__WRITTEN REQUEST__. Write out every line of the material below, changing nothing.

Pointing records:
--

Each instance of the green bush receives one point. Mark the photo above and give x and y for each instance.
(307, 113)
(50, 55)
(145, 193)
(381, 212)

--

__FULL SOLUTION__.
Each instance of the green bush receives one point. Mark the photo above and give x and y for each instance.
(307, 113)
(50, 55)
(145, 193)
(381, 212)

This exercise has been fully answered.